▶ _DIRECTION_
Report every line in the records below that contains the word "grass", copying each such line in full.
------------------------
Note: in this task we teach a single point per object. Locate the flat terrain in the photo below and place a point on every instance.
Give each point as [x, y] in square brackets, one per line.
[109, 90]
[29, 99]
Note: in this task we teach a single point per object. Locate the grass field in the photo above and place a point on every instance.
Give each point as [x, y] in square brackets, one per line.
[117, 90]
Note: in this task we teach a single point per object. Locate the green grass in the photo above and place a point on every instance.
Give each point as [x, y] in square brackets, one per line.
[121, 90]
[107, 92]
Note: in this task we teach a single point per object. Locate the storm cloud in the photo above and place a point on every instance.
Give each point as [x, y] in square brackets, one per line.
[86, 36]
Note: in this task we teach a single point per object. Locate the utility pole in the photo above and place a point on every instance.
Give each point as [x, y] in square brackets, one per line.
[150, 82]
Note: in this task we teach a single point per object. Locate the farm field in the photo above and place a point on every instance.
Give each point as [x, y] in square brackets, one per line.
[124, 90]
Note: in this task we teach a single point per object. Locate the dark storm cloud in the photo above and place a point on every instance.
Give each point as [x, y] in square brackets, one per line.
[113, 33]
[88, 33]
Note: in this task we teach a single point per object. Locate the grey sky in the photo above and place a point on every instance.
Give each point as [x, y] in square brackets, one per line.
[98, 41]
------------------------
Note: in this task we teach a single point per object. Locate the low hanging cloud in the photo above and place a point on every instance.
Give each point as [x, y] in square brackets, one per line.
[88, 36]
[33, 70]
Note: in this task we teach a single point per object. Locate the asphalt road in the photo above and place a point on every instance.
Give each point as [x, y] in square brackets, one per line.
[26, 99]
------------------------
▶ _SOLVED EXERCISE_
Note: in this task we teach a single point per object. Locate the grass field in the photo above and place a point on every instance.
Note: in this task we teach a single point per object. Locate the green grass in the photo above and place a point on every instance.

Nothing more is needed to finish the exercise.